(Region annotation entries)
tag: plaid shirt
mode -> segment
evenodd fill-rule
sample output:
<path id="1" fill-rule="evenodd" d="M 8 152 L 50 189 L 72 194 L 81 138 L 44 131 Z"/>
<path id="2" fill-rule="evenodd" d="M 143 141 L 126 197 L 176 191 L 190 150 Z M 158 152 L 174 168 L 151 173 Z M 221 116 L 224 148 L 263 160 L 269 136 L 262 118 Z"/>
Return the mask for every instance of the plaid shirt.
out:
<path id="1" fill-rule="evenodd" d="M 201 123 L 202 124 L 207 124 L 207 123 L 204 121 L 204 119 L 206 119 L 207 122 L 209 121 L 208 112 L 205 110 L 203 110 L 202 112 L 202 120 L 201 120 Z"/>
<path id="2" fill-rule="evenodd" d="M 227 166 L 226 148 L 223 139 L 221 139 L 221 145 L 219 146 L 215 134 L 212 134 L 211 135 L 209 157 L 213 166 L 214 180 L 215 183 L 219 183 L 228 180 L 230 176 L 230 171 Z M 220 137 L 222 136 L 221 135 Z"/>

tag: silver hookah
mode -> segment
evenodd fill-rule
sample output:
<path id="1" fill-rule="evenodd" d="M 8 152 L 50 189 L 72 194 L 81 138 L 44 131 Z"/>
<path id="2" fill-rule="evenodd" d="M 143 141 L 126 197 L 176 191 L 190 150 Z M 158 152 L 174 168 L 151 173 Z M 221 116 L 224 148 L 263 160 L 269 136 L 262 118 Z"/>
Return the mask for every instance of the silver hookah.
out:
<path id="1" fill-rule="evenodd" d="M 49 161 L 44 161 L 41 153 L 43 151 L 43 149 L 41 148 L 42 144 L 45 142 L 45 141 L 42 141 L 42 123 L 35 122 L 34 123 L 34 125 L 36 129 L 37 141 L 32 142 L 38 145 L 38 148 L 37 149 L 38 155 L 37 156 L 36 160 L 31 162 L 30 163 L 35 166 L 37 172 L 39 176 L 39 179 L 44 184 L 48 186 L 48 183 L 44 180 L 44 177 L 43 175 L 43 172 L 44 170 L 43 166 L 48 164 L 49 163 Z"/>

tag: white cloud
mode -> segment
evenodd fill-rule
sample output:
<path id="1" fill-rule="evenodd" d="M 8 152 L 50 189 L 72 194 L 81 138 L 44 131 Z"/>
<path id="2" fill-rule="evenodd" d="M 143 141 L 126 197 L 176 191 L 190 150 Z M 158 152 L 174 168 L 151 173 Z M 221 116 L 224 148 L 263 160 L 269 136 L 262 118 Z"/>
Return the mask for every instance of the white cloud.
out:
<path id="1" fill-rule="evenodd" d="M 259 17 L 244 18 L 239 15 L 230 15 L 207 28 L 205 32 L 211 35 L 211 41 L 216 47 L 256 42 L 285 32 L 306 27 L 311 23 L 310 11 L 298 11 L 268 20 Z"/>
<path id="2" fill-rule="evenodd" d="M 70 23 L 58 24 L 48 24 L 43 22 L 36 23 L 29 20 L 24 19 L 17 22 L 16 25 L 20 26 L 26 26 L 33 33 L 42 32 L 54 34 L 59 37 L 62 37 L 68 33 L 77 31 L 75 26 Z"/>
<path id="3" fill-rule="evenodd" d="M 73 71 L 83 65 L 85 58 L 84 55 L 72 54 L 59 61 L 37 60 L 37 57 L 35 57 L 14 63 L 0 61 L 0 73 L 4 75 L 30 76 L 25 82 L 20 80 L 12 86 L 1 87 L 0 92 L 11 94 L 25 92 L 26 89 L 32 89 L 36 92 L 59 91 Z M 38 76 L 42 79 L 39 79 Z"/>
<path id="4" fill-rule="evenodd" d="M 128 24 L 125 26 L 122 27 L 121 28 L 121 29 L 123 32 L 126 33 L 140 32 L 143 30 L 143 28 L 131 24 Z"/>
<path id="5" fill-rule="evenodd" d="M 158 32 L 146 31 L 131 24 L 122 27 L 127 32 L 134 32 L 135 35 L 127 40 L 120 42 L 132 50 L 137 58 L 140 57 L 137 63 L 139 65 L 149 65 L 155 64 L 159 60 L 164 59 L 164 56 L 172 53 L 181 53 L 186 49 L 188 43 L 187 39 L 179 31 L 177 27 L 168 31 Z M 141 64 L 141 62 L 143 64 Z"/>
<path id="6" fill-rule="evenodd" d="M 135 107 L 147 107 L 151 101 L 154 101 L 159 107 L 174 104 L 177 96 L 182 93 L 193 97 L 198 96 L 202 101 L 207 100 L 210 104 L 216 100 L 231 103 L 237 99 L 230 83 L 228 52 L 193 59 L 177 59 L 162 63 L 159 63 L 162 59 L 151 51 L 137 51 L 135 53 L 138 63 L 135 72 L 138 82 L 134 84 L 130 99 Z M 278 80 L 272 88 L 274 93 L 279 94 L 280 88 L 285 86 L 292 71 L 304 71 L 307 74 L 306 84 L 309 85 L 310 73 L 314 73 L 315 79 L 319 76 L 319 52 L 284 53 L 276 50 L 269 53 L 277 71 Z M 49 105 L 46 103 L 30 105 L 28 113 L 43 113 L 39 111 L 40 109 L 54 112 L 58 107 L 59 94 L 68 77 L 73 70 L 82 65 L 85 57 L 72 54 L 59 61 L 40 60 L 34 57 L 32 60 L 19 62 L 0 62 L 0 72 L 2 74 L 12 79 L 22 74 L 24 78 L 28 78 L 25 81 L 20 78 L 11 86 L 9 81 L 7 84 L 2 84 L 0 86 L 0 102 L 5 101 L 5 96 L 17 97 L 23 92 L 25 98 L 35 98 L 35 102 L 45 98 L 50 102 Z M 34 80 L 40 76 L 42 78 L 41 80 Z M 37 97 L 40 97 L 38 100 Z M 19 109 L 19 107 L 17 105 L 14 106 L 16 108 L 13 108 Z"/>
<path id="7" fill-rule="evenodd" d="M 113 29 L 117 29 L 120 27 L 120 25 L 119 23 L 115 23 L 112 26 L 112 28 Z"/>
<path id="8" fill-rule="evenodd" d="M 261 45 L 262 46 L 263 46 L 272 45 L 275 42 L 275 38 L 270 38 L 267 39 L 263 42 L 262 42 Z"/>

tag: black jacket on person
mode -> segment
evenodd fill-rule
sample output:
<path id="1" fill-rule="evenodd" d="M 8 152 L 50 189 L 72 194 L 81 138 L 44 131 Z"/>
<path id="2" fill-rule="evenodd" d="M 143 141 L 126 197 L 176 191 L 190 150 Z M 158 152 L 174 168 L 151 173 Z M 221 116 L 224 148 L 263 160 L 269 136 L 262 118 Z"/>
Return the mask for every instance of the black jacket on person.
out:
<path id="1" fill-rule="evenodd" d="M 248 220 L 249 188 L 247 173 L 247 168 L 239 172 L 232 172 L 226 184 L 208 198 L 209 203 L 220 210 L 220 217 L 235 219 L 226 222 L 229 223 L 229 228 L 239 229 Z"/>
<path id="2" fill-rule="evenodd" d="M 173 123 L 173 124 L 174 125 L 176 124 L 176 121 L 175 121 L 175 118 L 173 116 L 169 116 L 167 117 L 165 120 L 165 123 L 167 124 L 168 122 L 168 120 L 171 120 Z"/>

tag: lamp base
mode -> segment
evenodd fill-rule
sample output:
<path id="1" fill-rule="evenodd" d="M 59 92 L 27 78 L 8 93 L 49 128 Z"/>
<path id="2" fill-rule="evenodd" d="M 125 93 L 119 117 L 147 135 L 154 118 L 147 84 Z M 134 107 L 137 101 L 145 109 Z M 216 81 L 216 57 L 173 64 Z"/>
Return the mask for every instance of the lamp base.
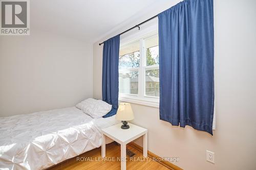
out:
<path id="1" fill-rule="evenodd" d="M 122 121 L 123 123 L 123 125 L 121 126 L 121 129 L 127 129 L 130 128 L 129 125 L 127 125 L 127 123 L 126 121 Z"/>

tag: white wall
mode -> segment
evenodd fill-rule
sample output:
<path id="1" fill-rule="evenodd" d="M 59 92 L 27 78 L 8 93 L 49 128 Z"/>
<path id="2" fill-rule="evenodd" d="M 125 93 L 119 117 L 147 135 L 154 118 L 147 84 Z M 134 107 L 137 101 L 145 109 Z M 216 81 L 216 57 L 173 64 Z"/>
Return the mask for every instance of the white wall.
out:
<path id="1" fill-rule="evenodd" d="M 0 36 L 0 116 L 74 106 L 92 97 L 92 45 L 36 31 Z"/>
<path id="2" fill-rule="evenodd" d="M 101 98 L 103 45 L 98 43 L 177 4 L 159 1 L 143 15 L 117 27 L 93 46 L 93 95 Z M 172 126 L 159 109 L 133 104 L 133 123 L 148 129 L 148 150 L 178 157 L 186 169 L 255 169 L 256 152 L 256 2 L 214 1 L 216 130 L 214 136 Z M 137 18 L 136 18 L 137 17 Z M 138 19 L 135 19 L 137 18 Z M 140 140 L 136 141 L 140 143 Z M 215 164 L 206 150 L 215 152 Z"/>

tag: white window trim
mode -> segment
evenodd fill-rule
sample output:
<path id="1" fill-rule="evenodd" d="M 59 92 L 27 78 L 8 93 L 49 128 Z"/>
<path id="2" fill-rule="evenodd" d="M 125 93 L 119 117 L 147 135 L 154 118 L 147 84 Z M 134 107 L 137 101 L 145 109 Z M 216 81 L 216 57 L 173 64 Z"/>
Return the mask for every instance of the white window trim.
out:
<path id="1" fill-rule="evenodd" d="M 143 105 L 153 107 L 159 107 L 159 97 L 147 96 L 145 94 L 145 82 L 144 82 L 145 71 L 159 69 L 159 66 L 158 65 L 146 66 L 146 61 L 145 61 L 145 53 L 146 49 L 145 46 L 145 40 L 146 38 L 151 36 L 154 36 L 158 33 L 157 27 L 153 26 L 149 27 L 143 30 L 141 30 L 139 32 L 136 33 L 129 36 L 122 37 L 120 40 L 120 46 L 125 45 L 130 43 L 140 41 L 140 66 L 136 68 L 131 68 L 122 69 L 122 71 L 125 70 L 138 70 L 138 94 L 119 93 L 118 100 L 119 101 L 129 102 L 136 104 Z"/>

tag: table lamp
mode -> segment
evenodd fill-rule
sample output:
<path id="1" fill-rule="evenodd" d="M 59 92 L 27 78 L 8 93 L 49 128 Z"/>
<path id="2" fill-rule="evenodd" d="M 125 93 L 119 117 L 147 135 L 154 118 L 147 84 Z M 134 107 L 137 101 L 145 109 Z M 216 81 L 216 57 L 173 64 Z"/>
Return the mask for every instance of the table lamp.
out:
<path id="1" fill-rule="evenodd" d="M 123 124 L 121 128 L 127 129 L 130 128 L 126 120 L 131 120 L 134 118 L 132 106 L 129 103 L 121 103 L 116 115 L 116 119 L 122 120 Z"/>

* * *

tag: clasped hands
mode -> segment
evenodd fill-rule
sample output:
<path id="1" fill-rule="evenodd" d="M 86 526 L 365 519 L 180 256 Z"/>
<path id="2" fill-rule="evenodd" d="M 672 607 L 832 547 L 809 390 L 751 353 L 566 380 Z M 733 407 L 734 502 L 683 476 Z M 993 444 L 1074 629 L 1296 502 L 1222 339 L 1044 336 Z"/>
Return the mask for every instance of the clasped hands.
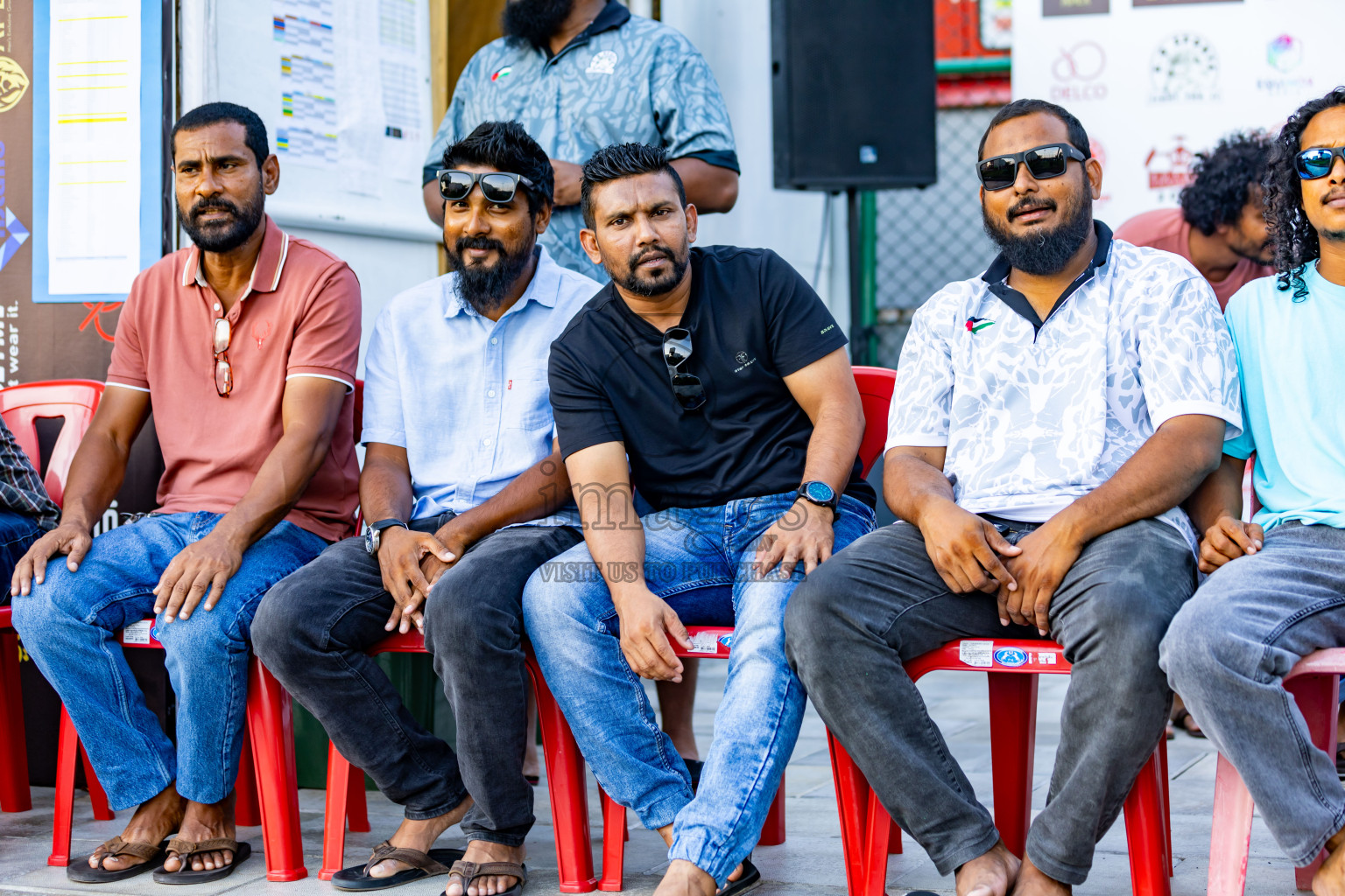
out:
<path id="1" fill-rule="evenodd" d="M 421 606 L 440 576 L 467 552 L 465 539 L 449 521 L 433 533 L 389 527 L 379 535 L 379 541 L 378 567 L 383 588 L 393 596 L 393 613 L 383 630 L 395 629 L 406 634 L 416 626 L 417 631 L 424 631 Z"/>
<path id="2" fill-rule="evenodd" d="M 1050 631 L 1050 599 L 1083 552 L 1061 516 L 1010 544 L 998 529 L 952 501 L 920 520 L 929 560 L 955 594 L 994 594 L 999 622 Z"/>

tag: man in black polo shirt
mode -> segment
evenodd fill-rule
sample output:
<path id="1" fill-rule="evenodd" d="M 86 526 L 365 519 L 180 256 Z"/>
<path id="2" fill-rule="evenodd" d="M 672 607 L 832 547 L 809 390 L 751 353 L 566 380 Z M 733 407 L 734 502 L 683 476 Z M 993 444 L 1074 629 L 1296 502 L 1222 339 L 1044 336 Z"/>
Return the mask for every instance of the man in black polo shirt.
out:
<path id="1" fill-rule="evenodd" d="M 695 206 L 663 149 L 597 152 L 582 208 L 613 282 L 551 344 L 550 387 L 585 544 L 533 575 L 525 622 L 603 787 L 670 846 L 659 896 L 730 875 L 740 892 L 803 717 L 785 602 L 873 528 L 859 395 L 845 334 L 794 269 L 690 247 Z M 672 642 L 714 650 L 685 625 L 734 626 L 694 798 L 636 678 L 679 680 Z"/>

## EXERCISE
Print everything from the line containing "tag: lamp base" down to the line containing "122 121 L 123", both ends included, exactly as they appear above but without the pictures.

## ANSWER TO THIS PROBLEM
tag: lamp base
mode -> segment
evenodd fill-rule
sample output:
<path id="1" fill-rule="evenodd" d="M 59 92 L 27 78 L 8 93 L 49 128 Z"/>
<path id="2" fill-rule="evenodd" d="M 125 93 L 119 117 L 147 135 L 154 118 L 147 84 Z M 134 107 L 137 101 L 145 109 Z M 216 81 L 216 57 L 173 64 Z"/>
Return the mask for every instance of the lamp base.
out:
<path id="1" fill-rule="evenodd" d="M 122 121 L 123 123 L 123 125 L 121 126 L 121 129 L 127 129 L 130 128 L 129 125 L 127 125 L 127 123 L 126 121 Z"/>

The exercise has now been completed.